Saturday, March 26, 2016

Understanding and Navigating The Supreme Court's Decision in Blencoe: Facts Always Matter

     Several years ago I learned a very significant lesson with respect to appellate advocacy that has stayed with me to this day.  Brian Brock, Q.C., my then articling principal, asked me to review and comment on a factum he was working on in a judicial review application involving the decision of an Adjudicator appointed under the Employment Standards Act. In our re-working of the original factum Mr. Brock got me to focus on the facts in the record.  He said to me, "Ernest, facts always matter".  As simple as it may seem, I must thank Mr. Brock for providing me with that important lesson on my journey as an advocate.

     In the past few months I have written extensively about the Supreme Court of Canada's leading decision Blencoe  v.  B.C. Human Rights Commission [2000] 2 S.C.R. 307.  This is the leading authority with respect to when and how delay may render an administrative hearing an abuse of process requiring a remedy.  I have shown how various administrative tribunals including the Law Society Tribunal - both at the Hearing Panel level and the Appeal level are grappling with what is a very important public interest legal issue.  Indeed, just as recently as a few weeks ago our Divisional Court overturned a decision of the Law Society Tribunal Appeal Panel which reversed a stay ordered by a Hearing Panel on the basis of Blencoe supra.

     As state actors and regulators continue to be taxed with declining financial and other resources to undertake their statutory duties, the ruling in Blencoe supra and its proper application to the multitude of stay applications which have and will likely continue to come for adjudication in the future make it a very significant legal  authority.  In order to properly apply the principles in Blencoe supra it is imperative that courts, adjudicators, lawyers and even litigants have a sound understanding of the underlying facts of that case.  Courts, tribunals and counsel are quick to latch onto the following words from the majority ruling without an appreciation of the actual facts of the case:  ..."However, delay without more, will not warrant a stay of proceedings as an abuse of process at common law.  There must be proof of significant prejudice which results from an unacceptable delay.  Here, the respondent's ability to have a fair hearing has not been compromised.  Proof of prejudice has not been demonstrated to be of sufficient magnitude to impact on the fairness of the hearing."  I will delineate the salient facts from the Blencoe decision which are often glossed over when courts, tribunals and counsel deal with this very significant public law decision.

The Background Facts from Blencoe supra:

- In March 1995, while serving as a minister in the Government of British Columbia, the respondent was accused by one of his assistants of sexual harassment
- A month later, the Premier removed Blencoe from the NDP caucus
- In July and August of 1995 two complaints alleging sexual harassment were filed with the B.C. Human Rights Commission against Blence
- The complaints centered on acts taking place between March 1993 and March 1995
- Mr. Blencoe was informed of the first complaint in July 1995 and the second in September, 1995
- Following the Commission's investigation hearings were scheduled in March 1998 - 30 months after the initial complaints were filed( 2.5 years)

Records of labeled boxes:
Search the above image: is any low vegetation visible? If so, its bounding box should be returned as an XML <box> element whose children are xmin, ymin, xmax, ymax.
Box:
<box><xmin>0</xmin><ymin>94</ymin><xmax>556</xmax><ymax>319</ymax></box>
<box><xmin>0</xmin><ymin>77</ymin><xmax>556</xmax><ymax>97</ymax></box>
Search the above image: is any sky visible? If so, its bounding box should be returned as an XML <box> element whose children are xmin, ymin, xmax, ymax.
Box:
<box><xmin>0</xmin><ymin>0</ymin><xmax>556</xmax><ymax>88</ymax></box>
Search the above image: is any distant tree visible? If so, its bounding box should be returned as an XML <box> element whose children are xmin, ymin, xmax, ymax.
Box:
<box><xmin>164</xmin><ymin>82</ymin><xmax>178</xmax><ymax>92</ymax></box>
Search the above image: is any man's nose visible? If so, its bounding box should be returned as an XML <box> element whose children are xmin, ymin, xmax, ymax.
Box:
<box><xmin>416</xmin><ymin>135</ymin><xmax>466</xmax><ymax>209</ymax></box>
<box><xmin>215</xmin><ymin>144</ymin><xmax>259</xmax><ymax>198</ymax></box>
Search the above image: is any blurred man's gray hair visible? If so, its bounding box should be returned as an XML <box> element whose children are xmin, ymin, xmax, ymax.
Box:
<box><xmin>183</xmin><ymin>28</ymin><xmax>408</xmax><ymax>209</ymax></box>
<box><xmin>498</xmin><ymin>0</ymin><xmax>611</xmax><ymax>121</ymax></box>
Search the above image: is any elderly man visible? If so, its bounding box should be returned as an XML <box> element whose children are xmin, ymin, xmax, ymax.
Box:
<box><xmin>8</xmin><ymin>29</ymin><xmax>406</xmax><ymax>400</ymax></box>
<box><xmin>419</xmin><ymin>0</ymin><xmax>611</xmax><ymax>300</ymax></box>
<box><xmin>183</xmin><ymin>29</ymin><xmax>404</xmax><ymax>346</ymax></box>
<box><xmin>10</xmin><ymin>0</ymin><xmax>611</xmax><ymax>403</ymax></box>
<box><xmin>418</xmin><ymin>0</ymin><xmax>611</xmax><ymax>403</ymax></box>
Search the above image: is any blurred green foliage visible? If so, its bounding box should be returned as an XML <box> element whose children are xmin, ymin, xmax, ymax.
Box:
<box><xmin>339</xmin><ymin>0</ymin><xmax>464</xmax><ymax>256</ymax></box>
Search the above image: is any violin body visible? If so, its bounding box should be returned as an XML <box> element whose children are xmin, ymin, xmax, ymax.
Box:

> **To do**
Restate the post on the Blencoe decision from "The Background Facts" to "filed( 2.5 years)", substituting "party" for "caucus". The entries have no connection to the post on the Blencoe decision.

> **Exercise result**
The Background Facts from Blencoe supra:

- In March 1995, while serving as a minister in the Government of British Columbia, the respondent was accused by one of his assistants of sexual harassment
- A month later, the Premier removed Blencoe from the NDP party
- In July and August of 1995 two complaints alleging sexual harassment were filed with the B.C. Human Rights Commission against Blence
- The complaints centered on acts taking place between March 1993 and March 1995
- Mr. Blencoe was informed of the first complaint in July 1995 and the second in September, 1995
- Following the Commission's investigation hearings were scheduled in March 1998 - 30 months after the initial complaints were filed( 2.5 years)